TASK BRIEF: Turn every line of the entries below into a Markdown table with the columns "Row" and "Line", numbering the rows in order and omitting blank lines.

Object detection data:
━━━
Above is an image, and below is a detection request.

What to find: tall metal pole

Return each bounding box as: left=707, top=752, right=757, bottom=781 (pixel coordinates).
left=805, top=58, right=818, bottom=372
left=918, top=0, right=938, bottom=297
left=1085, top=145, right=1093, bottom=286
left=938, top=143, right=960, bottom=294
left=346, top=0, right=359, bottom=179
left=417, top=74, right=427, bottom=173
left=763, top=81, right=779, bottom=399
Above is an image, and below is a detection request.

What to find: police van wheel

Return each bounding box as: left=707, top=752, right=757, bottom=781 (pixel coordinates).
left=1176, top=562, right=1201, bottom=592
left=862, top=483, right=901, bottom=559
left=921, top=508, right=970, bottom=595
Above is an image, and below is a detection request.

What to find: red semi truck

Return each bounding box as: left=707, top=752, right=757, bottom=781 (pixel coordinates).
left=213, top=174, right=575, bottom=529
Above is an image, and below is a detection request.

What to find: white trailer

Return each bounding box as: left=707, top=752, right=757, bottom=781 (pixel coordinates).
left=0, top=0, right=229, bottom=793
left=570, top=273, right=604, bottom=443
━━━
SOLUTION:
| Row | Line |
|---|---|
| 1 | Above is an image, and below is a detection request. |
| 2 | What to find: tall metal pole |
| 3 | Return each bounding box as: left=707, top=752, right=757, bottom=781 (pixel coordinates). |
| 4 | left=805, top=58, right=818, bottom=372 |
| 5 | left=918, top=0, right=938, bottom=297 |
| 6 | left=1085, top=145, right=1093, bottom=286 |
| 7 | left=938, top=143, right=960, bottom=294 |
| 8 | left=346, top=0, right=359, bottom=179 |
| 9 | left=417, top=74, right=427, bottom=173 |
| 10 | left=763, top=81, right=779, bottom=399 |
| 11 | Above is an image, and below is a detection request. |
| 12 | What to find: police van wheel |
| 13 | Return each bounding box as: left=707, top=752, right=757, bottom=781 (pixel coordinates). |
| 14 | left=1176, top=562, right=1201, bottom=592 |
| 15 | left=862, top=483, right=901, bottom=559 |
| 16 | left=921, top=508, right=970, bottom=595 |
| 17 | Above is an image, and below is a detection request. |
| 18 | What to find: red semi truck |
| 19 | Return each bounding box as: left=707, top=752, right=757, bottom=781 (pixel coordinates). |
| 20 | left=213, top=174, right=575, bottom=529 |
| 21 | Above is an image, and below is a detection request. |
| 22 | What to find: white trailer |
| 23 | Return each bounding box as: left=707, top=752, right=757, bottom=781 (pixel coordinates). |
| 24 | left=0, top=0, right=229, bottom=793 |
| 25 | left=570, top=273, right=604, bottom=443 |